→ **Your objective**
Can you reproduce the data starting with the line that contains "Where can the hillside" and going on through the end of the data, keeping every line, even those without coordinates, and shifting each coordinate value up by 146?

========================================================================

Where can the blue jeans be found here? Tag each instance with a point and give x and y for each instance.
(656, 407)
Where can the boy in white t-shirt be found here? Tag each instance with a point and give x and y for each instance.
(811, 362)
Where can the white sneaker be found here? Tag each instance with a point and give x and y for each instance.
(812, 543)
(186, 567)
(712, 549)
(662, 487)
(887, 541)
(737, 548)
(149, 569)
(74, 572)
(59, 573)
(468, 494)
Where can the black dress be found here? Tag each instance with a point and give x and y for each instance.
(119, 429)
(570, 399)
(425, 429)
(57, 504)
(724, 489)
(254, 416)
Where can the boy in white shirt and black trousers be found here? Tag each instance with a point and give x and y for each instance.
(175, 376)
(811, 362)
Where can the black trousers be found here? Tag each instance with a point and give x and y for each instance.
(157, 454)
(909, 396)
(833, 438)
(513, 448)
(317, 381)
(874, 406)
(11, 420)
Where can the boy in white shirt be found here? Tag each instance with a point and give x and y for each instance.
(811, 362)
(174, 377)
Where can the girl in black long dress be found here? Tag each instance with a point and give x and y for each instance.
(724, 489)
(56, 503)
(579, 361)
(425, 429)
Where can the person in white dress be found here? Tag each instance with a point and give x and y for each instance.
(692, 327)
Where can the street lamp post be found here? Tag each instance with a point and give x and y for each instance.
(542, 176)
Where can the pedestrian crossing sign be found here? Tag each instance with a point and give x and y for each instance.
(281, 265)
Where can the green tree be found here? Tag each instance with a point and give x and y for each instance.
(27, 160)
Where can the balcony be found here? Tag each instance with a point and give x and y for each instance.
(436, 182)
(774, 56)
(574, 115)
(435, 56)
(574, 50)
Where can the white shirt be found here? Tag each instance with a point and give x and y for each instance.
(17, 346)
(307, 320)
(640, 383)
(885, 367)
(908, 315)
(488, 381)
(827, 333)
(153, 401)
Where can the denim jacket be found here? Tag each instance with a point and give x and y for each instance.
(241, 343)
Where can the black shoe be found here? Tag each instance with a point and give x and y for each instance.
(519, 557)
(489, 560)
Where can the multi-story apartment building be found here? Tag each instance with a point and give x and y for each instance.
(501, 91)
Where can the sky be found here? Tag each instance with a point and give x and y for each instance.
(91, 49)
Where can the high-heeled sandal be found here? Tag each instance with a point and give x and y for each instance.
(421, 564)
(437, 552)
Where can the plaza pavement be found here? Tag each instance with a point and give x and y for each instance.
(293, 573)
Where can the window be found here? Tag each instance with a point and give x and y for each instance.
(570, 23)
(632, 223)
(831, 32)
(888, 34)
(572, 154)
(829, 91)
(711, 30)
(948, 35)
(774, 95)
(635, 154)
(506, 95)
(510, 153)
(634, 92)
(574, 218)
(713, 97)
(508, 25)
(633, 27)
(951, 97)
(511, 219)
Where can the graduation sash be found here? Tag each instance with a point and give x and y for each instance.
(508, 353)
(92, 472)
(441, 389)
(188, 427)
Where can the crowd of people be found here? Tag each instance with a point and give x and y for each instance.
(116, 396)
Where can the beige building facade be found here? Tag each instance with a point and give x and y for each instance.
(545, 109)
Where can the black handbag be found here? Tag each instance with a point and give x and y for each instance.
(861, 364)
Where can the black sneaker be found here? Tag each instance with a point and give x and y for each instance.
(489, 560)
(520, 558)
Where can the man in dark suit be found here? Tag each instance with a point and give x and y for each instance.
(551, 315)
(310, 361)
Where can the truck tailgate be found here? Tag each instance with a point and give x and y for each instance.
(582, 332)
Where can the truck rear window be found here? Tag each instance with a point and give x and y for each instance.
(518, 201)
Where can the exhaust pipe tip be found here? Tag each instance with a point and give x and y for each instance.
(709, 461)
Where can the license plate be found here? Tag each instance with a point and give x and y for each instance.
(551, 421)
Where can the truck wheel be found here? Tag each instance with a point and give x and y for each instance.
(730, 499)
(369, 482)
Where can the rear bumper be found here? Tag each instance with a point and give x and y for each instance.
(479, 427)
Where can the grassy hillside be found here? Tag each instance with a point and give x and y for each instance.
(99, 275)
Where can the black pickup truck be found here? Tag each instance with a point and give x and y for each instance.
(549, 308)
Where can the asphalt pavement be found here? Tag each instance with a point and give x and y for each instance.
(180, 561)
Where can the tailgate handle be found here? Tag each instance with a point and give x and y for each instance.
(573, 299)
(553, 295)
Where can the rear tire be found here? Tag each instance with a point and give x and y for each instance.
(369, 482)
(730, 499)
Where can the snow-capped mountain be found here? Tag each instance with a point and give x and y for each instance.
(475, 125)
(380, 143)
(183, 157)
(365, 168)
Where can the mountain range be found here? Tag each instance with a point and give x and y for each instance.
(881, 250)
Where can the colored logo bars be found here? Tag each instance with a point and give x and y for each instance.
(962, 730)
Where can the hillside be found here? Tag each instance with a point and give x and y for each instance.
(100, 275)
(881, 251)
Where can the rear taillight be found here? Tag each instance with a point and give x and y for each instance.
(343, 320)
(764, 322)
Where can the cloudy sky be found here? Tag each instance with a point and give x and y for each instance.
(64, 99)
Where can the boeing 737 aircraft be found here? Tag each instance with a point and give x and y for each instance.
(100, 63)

========================================================================

→ **Finished task**
Where can the hillside be found here? Tag each instance with a point and give x and y for each instance.
(246, 421)
(1027, 397)
Where can the rear taillight be found here? Tag each instance with a point and give x and y for each instance.
(489, 466)
(910, 468)
Where can the cloudy sky be found here? Tag each instance with a point and give x and y for each instance.
(210, 245)
Where can the boeing 737 aircraft be found here? Tag each instance with a point and give x and y for each instance.
(246, 209)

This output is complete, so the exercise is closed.